# Your instructions
Each entry in the listing below should be restated word for word.

# Data records

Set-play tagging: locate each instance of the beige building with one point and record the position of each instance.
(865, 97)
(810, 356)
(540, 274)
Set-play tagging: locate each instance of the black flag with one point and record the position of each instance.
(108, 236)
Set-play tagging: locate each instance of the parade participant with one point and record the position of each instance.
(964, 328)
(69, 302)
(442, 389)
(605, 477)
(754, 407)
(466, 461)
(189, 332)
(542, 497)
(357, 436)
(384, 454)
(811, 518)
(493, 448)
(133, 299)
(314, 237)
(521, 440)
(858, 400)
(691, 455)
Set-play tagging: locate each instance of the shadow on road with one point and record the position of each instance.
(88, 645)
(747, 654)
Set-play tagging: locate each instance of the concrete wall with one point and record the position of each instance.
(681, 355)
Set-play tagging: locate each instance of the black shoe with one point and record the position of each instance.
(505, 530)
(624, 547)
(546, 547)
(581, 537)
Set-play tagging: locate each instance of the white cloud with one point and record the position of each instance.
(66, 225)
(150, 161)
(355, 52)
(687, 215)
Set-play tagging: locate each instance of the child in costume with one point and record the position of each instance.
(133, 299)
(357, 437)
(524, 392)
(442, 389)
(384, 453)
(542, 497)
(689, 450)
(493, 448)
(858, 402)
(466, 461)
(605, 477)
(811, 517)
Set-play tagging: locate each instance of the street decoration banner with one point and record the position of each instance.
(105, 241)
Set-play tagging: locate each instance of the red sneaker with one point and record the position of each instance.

# Output for this exercise
Set-play tagging: locate each instance of the beige building with one point and record the position of each instance.
(865, 97)
(810, 356)
(540, 274)
Set-play tagging: locate each instance of the black flag with one point and record the position of each instance.
(108, 236)
Set-play tagging: locate each instance of the parade participant with one point and record the position of each instance.
(964, 328)
(69, 302)
(442, 389)
(605, 477)
(754, 407)
(466, 461)
(189, 332)
(542, 497)
(357, 436)
(384, 454)
(811, 518)
(493, 448)
(133, 299)
(314, 237)
(521, 440)
(858, 400)
(691, 455)
Set-play tagging: locate each instance of the shadow on road with one point and record the position of each instance.
(88, 645)
(747, 654)
Set-play tagging: locate each instance of the concrete wall with one point and record the position of each instance.
(681, 355)
Set-play tagging: locate each instance of the black shoe with one point and record the position of each instance.
(505, 530)
(624, 547)
(546, 547)
(581, 537)
Set-play tagging: locate each instance of the white cloud with one point and record the position of each instance.
(66, 225)
(150, 161)
(355, 52)
(687, 215)
Set-play tagging: locate each instance of the child in costume with one point and record the position of each instance.
(133, 299)
(357, 437)
(524, 392)
(442, 389)
(384, 453)
(542, 497)
(689, 450)
(493, 448)
(858, 402)
(466, 461)
(605, 477)
(811, 517)
Set-play tagging: locate each instance of the street decoration banner with one point and record the position of each instance.
(105, 241)
Set-play tagging: locate each instance of the red sneaker with one point and record the position of each instance.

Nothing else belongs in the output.